::: DATA RECORDS :::

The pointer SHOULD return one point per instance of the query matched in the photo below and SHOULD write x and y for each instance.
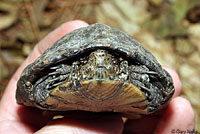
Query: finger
(179, 115)
(176, 81)
(104, 124)
(8, 104)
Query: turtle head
(100, 65)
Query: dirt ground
(170, 29)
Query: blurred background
(170, 29)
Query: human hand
(15, 119)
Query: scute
(117, 95)
(98, 96)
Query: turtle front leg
(59, 74)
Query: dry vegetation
(169, 28)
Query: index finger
(8, 105)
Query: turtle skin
(98, 69)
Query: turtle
(98, 69)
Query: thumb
(103, 125)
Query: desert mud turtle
(96, 68)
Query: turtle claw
(145, 88)
(151, 72)
(56, 84)
(53, 73)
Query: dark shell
(96, 36)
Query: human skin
(17, 119)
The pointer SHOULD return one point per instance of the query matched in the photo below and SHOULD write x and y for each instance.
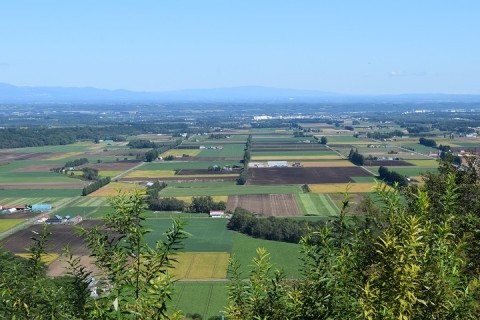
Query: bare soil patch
(387, 163)
(36, 168)
(112, 166)
(19, 215)
(6, 156)
(45, 185)
(266, 204)
(206, 171)
(62, 235)
(311, 175)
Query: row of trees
(356, 158)
(271, 228)
(153, 154)
(203, 204)
(414, 256)
(242, 178)
(94, 186)
(75, 163)
(392, 177)
(35, 137)
(427, 142)
(133, 282)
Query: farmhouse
(277, 164)
(41, 207)
(217, 213)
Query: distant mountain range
(16, 94)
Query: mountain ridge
(44, 94)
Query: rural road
(29, 222)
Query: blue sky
(365, 47)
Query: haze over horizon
(159, 46)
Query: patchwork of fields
(311, 187)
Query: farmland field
(200, 265)
(39, 193)
(6, 224)
(342, 187)
(207, 235)
(176, 165)
(113, 188)
(181, 152)
(228, 151)
(317, 204)
(267, 204)
(274, 176)
(54, 201)
(206, 298)
(229, 190)
(283, 255)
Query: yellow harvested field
(200, 265)
(109, 173)
(424, 163)
(188, 199)
(319, 157)
(151, 174)
(323, 164)
(64, 155)
(180, 152)
(46, 258)
(114, 188)
(342, 187)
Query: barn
(41, 207)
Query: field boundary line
(327, 205)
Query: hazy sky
(384, 46)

:::

→ **PROBLEM TO SOLVE**: Recast all the entries above as a two-column CSV with the header row text,answer, giving each entry its own row. Put each entry's text and its answer in separate double-quoted fields, turn line breaks into spaces, and leave the pictures out.

→ **EXERCISE RESULT**:
text,answer
"The pointer SHOULD return one point per instance of the query matched in the photo below and SHOULD write x and y for each instance. Query: finger","(179, 115) (176, 81) (104, 124) (8, 104)"
"Query: turtle head","(100, 65)"
"Query: dirt ground","(170, 29)"
"Query: blurred background","(170, 29)"
"Query: human hand","(15, 119)"
"Query: scute","(117, 95) (98, 96)"
"Query: turtle front leg","(59, 74)"
"Query: dry vegetation","(169, 28)"
"Query: index finger","(8, 105)"
"Query: turtle skin","(98, 69)"
"Query: turtle","(98, 69)"
"Query: thumb","(103, 125)"
"Query: desert mud turtle","(96, 68)"
"Query: turtle claw","(145, 88) (151, 72) (56, 84) (53, 73)"
"Query: dark shell","(96, 36)"
"Query: human skin","(17, 119)"
"The pointer SHOULD return one point per instance of the query matched in the photo below and SHOULD write x and y for each instance. Query: bare soil patch","(387, 163) (36, 168) (112, 166) (19, 215) (6, 156) (45, 185) (266, 204) (206, 171) (62, 235) (311, 175)"
"Query: row of trees","(356, 158) (271, 228) (153, 154) (203, 204) (414, 256) (242, 178) (94, 186) (75, 163) (392, 177) (35, 137) (427, 142) (133, 282)"
"Query: farmhouse","(277, 164) (41, 207) (217, 213)"
"Query: distant mountain range","(16, 94)"
"Query: mountain ridge","(44, 94)"
"Query: rural road","(29, 222)"
"Query: blue sky","(365, 47)"
"Query: haze over horizon","(159, 46)"
"Query: patchwork of fields","(311, 187)"
"Query: farmland field","(200, 265) (39, 193) (6, 224) (342, 187) (207, 235) (176, 165) (113, 188) (181, 152) (228, 151) (317, 204) (267, 204) (274, 176) (54, 201) (206, 298) (229, 190) (283, 255)"
"Query: yellow harvested field","(200, 265) (109, 173) (424, 163) (188, 199) (319, 157) (151, 174) (323, 164) (64, 155) (180, 152) (46, 258) (114, 188) (342, 187)"
"Query: barn","(41, 207)"
"Query: field boundary line","(327, 205)"
"Query: hazy sky","(384, 46)"